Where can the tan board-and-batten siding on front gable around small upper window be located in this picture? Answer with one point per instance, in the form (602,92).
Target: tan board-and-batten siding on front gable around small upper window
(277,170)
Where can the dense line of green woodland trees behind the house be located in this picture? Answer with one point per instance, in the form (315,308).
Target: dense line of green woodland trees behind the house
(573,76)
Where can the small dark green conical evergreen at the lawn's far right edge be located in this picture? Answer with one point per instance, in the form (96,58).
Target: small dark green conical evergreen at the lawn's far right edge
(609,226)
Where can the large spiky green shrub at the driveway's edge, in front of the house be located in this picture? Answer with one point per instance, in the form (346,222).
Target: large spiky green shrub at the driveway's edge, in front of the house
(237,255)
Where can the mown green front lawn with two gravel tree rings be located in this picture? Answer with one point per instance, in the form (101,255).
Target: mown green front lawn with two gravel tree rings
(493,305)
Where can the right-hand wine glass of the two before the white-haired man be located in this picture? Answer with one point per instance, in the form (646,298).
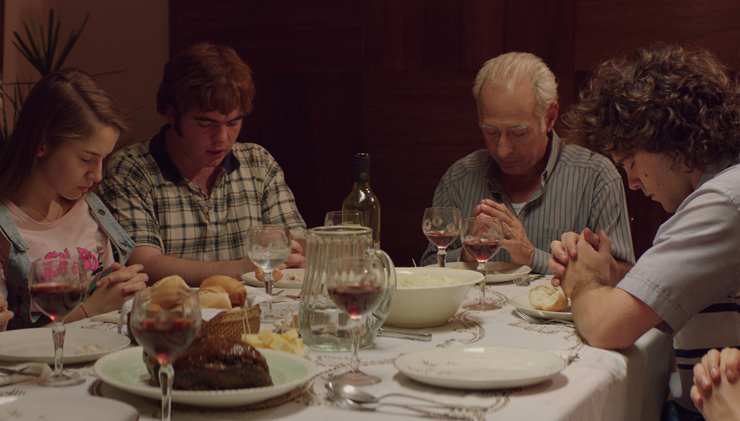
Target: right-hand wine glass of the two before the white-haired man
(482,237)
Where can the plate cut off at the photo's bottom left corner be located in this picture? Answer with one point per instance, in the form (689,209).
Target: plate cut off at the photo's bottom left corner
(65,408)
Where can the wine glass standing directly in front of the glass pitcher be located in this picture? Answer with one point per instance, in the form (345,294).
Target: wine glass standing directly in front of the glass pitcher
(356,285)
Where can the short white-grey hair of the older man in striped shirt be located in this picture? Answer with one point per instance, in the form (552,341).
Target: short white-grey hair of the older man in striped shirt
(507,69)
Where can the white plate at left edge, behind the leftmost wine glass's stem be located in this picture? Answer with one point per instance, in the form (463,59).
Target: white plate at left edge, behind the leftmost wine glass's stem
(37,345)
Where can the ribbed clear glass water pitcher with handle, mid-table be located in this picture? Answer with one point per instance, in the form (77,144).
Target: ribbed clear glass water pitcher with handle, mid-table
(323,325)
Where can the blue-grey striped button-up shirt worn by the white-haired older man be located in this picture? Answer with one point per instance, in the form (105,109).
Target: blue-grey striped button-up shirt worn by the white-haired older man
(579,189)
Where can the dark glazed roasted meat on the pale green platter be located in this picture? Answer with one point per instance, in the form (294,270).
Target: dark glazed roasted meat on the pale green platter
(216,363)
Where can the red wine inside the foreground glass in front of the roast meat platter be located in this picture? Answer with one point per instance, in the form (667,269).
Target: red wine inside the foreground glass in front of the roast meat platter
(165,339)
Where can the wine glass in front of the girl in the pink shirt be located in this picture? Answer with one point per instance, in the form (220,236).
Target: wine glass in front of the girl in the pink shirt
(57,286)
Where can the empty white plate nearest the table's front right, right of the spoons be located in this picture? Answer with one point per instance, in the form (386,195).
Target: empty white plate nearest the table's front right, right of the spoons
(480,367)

--

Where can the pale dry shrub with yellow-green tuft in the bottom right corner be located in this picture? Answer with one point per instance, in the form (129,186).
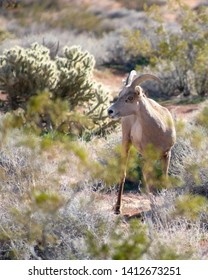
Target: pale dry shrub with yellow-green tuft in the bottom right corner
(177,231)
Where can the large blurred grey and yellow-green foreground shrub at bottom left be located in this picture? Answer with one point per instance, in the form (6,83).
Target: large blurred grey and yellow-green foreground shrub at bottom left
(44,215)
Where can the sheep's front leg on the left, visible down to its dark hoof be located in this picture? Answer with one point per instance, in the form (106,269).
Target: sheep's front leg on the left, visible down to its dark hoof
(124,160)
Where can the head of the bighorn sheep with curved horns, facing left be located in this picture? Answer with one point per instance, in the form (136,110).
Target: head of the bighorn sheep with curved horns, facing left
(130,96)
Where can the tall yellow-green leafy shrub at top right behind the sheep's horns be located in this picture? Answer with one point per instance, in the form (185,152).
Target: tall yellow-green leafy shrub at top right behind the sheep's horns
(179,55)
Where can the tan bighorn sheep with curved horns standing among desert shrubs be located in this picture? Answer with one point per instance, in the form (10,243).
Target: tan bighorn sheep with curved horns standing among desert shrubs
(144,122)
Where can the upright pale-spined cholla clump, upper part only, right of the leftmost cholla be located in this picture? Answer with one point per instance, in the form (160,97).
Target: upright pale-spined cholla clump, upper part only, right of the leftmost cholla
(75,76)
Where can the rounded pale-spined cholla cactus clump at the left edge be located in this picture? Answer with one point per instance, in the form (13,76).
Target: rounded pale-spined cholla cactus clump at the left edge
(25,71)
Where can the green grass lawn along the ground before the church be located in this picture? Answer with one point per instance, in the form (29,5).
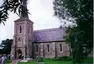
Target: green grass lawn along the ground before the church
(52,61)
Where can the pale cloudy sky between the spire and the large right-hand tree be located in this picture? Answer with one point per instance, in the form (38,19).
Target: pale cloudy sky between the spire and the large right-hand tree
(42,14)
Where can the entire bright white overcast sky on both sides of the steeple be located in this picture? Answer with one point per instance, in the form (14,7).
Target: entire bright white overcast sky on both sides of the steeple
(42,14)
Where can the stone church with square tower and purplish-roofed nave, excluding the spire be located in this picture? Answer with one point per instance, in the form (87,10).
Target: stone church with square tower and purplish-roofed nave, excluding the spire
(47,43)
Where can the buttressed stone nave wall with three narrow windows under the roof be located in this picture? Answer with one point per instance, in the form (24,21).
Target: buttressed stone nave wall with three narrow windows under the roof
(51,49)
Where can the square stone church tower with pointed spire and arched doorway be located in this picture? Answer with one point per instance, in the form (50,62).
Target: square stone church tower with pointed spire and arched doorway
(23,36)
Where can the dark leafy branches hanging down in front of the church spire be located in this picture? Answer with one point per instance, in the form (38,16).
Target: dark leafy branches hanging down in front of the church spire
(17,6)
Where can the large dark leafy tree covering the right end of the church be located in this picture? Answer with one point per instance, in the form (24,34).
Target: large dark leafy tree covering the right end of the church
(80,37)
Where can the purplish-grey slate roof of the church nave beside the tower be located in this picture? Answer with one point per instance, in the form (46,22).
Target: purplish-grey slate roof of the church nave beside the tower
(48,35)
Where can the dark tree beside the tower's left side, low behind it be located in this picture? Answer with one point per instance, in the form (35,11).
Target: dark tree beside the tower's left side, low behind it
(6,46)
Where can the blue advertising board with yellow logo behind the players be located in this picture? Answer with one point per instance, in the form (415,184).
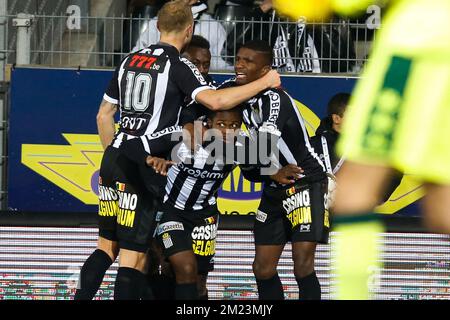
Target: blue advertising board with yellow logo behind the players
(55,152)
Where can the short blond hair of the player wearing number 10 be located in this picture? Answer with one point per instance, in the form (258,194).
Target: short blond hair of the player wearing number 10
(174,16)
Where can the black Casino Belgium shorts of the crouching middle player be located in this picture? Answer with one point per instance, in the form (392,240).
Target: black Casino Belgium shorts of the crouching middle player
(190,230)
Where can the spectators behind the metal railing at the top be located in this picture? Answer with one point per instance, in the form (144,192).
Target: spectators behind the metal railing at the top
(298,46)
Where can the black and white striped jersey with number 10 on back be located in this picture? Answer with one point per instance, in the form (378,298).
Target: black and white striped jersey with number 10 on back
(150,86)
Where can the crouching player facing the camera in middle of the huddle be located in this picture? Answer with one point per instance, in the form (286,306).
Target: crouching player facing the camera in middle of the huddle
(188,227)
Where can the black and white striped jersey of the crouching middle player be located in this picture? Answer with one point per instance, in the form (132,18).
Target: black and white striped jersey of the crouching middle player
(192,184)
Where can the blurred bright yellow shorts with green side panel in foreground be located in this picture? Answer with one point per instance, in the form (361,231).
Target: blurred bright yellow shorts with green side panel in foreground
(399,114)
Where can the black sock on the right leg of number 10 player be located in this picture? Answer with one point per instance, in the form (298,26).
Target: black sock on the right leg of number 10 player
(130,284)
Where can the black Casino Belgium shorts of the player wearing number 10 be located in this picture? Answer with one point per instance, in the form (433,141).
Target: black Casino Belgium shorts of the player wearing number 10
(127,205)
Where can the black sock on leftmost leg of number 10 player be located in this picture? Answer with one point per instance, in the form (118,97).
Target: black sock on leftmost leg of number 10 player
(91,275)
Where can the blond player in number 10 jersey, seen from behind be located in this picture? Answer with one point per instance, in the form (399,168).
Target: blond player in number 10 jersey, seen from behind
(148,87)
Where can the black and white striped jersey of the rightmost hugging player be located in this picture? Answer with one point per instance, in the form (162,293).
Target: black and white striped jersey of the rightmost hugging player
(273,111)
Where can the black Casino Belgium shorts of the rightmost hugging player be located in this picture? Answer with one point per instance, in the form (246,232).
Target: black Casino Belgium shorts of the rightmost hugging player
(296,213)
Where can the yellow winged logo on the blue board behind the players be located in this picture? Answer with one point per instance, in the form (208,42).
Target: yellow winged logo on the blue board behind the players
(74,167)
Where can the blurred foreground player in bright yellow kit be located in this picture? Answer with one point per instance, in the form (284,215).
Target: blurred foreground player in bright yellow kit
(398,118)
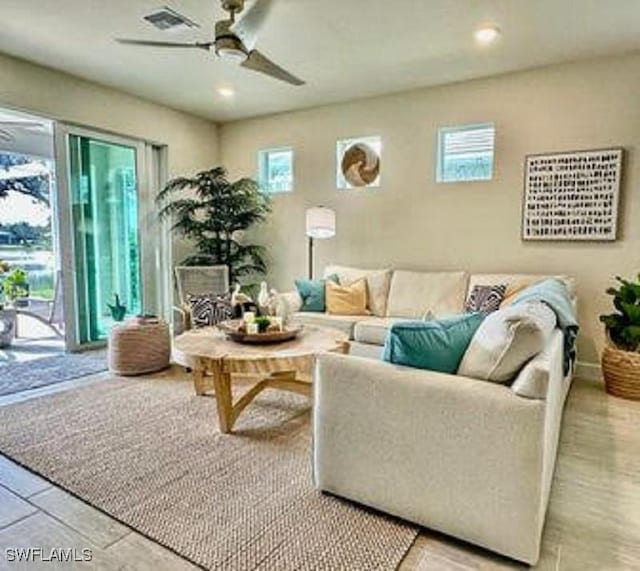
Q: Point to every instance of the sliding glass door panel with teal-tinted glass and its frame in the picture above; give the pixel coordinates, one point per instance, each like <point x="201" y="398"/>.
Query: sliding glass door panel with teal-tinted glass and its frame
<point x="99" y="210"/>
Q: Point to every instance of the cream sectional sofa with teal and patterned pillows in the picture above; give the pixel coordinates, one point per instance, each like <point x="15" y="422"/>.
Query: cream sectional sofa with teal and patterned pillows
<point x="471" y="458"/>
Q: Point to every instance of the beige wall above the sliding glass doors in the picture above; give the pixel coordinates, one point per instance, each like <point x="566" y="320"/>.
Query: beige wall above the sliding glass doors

- [Task objective]
Within the data above, tally every line that has "doors" in it. Answer with the number only.

- [Result]
2